> [Task details]: Wherever a line in the records contains the word "Drop", return that line.

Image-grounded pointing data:

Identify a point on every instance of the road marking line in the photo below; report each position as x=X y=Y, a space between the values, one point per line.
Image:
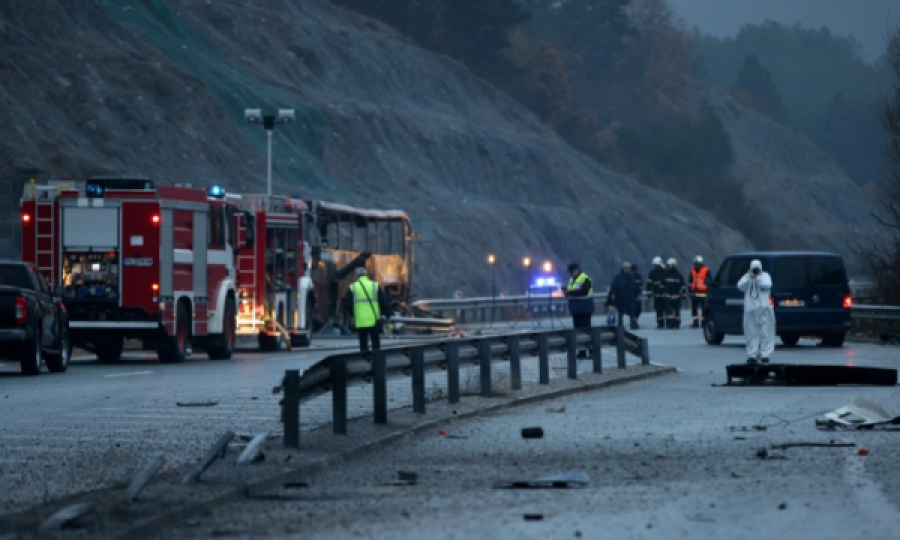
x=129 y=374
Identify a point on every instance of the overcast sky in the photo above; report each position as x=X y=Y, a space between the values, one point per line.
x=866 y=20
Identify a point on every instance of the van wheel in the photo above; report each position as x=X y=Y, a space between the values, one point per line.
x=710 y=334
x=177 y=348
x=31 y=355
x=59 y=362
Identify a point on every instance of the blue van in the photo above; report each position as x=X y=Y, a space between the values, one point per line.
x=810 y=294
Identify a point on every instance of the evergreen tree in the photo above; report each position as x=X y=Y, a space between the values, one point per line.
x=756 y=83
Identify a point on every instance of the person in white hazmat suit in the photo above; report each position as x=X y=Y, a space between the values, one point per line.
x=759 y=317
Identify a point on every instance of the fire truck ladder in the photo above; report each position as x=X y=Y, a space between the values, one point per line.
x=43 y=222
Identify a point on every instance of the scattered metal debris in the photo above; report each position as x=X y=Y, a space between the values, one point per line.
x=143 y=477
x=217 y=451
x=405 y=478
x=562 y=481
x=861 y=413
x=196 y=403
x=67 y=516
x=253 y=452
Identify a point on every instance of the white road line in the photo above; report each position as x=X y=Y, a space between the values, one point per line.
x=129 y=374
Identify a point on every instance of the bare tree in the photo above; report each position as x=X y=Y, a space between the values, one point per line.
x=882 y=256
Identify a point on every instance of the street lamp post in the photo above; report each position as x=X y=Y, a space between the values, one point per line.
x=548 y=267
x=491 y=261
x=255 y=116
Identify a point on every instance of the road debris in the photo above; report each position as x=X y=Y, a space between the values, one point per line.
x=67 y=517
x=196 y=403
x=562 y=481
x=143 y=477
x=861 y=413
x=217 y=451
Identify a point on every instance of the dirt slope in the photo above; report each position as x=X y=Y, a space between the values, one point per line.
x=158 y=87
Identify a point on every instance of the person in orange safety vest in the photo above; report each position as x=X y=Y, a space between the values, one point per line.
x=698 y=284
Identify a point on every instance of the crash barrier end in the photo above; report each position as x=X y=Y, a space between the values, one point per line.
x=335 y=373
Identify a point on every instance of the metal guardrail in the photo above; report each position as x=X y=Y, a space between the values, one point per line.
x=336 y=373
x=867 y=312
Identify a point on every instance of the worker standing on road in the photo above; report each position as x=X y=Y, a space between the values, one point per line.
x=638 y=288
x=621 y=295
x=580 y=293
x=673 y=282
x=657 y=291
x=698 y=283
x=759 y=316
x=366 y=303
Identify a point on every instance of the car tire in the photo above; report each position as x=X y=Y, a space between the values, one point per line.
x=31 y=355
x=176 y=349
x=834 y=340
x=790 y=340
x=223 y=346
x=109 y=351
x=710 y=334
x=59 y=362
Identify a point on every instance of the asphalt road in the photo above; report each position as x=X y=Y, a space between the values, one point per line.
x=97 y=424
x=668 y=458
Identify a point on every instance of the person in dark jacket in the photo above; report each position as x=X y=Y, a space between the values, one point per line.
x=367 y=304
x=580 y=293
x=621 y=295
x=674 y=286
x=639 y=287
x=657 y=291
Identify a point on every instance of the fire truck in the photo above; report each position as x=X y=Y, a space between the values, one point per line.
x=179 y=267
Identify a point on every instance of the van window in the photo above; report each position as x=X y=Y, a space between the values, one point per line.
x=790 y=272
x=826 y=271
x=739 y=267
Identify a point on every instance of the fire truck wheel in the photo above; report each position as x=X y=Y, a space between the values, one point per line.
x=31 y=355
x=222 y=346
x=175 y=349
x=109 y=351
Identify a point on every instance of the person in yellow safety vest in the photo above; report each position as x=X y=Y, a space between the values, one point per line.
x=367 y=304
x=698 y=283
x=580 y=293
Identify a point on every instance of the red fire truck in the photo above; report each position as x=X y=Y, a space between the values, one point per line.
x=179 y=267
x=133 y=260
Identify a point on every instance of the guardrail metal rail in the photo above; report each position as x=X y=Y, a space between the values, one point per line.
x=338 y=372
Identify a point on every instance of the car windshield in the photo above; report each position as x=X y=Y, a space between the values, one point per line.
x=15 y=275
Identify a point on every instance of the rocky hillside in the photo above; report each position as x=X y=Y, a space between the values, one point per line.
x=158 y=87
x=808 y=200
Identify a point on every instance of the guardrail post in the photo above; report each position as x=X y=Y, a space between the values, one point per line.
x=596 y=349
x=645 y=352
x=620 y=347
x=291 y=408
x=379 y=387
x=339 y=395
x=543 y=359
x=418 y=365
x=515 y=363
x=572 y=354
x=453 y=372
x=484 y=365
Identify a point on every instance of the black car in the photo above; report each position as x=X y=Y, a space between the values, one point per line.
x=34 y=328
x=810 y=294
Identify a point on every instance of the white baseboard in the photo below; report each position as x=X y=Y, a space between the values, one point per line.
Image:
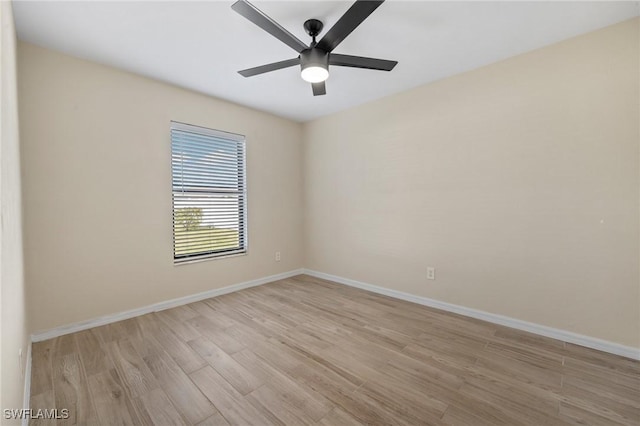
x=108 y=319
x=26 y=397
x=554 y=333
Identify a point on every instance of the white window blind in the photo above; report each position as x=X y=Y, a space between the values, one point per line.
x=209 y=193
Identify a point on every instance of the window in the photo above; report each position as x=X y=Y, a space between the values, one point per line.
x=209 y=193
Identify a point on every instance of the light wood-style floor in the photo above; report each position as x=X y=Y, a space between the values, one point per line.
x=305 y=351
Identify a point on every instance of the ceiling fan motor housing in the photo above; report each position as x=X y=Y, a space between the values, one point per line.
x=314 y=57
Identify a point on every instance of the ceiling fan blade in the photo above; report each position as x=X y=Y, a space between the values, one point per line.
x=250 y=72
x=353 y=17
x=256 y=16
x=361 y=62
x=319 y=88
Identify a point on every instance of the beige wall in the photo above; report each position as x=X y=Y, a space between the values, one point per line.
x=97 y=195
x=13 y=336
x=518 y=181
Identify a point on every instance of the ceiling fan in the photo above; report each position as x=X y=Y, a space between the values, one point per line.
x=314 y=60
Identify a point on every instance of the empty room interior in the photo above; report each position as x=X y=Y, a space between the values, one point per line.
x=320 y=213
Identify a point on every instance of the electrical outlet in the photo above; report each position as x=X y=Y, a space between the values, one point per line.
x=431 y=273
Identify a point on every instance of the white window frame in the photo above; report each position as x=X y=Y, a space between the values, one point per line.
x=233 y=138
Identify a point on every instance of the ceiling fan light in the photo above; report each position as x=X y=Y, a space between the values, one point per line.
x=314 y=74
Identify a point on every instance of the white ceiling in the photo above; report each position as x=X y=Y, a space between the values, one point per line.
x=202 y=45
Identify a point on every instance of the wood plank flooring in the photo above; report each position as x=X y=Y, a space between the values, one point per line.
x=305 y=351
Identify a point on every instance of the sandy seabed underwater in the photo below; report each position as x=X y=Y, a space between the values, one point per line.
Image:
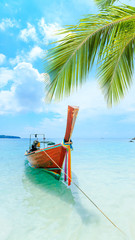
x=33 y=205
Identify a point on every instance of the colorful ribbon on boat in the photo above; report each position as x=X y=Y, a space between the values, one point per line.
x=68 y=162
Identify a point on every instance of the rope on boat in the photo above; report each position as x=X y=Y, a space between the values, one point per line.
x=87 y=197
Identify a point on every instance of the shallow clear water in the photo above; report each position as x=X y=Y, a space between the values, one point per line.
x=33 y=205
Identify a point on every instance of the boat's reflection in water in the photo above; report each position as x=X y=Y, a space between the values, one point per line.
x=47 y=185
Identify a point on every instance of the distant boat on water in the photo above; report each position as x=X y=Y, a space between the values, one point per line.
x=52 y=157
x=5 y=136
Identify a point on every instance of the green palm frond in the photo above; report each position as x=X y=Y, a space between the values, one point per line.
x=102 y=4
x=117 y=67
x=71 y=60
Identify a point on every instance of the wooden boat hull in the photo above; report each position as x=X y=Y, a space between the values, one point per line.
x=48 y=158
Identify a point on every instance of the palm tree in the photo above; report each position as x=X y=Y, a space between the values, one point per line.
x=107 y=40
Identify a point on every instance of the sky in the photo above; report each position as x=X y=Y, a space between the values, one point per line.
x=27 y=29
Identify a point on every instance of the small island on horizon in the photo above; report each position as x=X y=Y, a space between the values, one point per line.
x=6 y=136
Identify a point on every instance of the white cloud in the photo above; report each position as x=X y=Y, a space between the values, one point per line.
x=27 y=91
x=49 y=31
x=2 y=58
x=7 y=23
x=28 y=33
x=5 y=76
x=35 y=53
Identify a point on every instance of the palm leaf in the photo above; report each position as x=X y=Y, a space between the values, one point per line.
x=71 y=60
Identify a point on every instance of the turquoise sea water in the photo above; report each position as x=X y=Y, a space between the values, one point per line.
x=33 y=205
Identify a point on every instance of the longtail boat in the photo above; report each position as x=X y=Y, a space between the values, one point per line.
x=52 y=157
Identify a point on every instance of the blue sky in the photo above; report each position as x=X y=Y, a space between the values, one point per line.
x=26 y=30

...

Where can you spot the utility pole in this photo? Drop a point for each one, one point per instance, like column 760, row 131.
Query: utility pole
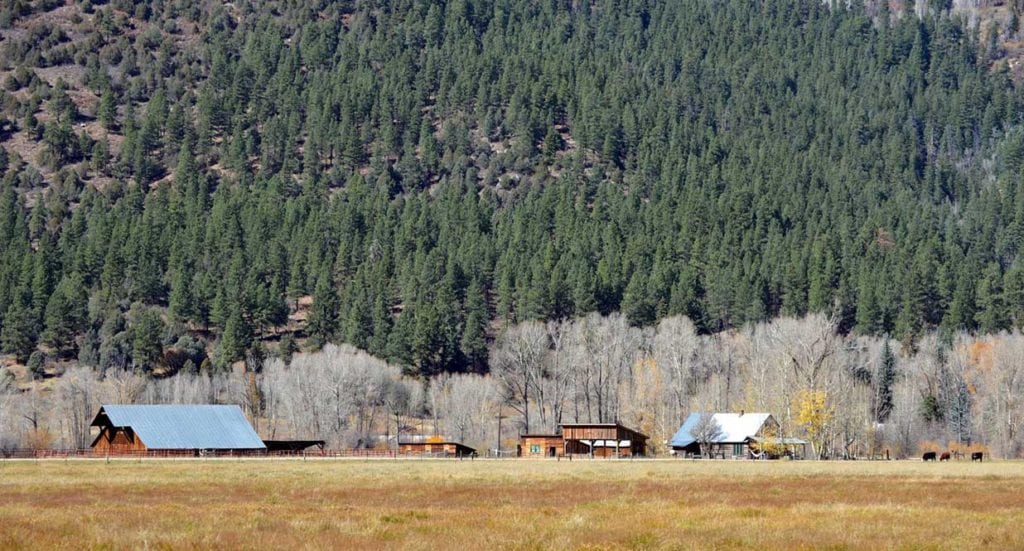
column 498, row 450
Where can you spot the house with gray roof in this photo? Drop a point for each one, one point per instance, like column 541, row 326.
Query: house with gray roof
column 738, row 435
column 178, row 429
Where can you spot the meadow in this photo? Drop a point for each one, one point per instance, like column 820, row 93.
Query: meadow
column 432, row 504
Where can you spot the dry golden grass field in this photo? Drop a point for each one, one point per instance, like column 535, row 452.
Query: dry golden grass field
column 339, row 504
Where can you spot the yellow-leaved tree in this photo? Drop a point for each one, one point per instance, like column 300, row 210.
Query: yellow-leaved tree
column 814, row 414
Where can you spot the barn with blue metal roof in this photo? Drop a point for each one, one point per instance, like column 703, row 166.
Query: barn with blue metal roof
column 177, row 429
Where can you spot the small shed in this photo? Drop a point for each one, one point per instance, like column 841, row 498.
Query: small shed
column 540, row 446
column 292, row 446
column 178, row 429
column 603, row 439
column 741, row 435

> [Reply to the exercise]:
Where can you spot the utility pole in this photo? Drop a point for each one, one point per instance, like column 760, row 131.
Where can you spot the house with gray roof in this photo? Drop a point for each one, one point per instance, like column 541, row 326.
Where can you spot the meadow in this photo? Drop a point for each one, one point per instance, like column 820, row 93.
Where can you spot the dry golden grass field in this photo? Drop a point for each one, one point per instance, like column 535, row 452.
Where can you spot the yellow-leaved tree in this photo? Drop a point for each one, one point per instance, like column 300, row 210.
Where can you spot the barn with blue metal roof in this photo? Drop a point for each one, one point per instance, like column 703, row 166.
Where can you spot the small shed in this photo? Drop a point for each one, one point per instance, like column 841, row 498.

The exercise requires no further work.